**REQUIREMENT:**
Starting with the line that contains "Note: one point per instance of the dark", return every line through the end of the listing below exactly as written. Omit the pictures.

**RECORDS FOR PROCESSING:**
____
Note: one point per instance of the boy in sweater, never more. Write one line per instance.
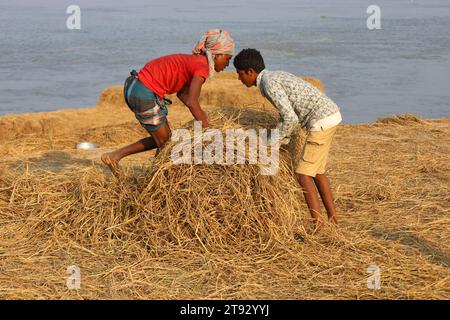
(298, 101)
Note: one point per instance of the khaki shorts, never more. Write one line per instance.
(315, 152)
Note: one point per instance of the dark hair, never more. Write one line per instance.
(249, 58)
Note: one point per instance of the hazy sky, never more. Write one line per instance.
(261, 9)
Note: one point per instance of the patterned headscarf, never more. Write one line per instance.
(214, 41)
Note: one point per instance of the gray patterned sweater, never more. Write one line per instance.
(296, 100)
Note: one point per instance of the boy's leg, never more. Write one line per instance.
(323, 185)
(311, 197)
(157, 140)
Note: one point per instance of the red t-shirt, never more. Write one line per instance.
(168, 74)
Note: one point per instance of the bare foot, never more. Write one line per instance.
(111, 162)
(333, 219)
(318, 224)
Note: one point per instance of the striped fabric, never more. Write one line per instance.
(214, 41)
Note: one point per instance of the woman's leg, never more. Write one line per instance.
(157, 140)
(311, 197)
(323, 185)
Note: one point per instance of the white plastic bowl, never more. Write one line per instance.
(86, 145)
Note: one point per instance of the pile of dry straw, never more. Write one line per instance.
(191, 231)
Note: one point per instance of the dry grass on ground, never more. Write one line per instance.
(164, 231)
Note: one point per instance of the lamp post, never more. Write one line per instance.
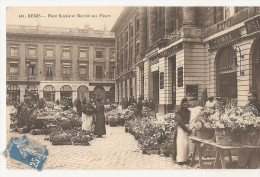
(28, 62)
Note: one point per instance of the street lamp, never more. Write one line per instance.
(28, 62)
____
**COMPLETED TASK:**
Note: one point per instance of the dark hair, never more. Write one line per instance.
(249, 58)
Note: one point per instance of the hazy sky, never more. Write one line per instance.
(261, 9)
Note: one point per instance of the patterned headscarf, never more. Write one line per instance.
(214, 41)
Note: one point per instance of the gray patterned sweater, never more. Write one line per instance.
(296, 100)
Note: one point per instance of the boy's leg, never more. Write one line per instance.
(323, 185)
(311, 197)
(157, 140)
Note: one point per instance of the red t-shirt, never more. Write one line per instance.
(168, 74)
Note: one point per instance of the bare foot, never more. Write one line per instance.
(111, 162)
(333, 219)
(318, 224)
Note: one point per instance of the striped fabric, never more. Write one line per instance.
(214, 41)
Note: one point per instance of the woman's leg, never more. Write one line per instance.
(157, 140)
(311, 197)
(323, 185)
Note: one point per instance of the white plastic bowl, never more. Write one line per instance.
(86, 145)
Note: one point per instance of the pile of dry straw, never more. Write one line per instance.
(191, 231)
Note: one point per instance of the dry grass on ground, never more. Write one line per instance.
(164, 231)
Note: one point per instance of the lamp post, never more. Write one line per instance.
(28, 62)
Note: one point per instance of the street lamp, never more. Write one line per instance.
(28, 62)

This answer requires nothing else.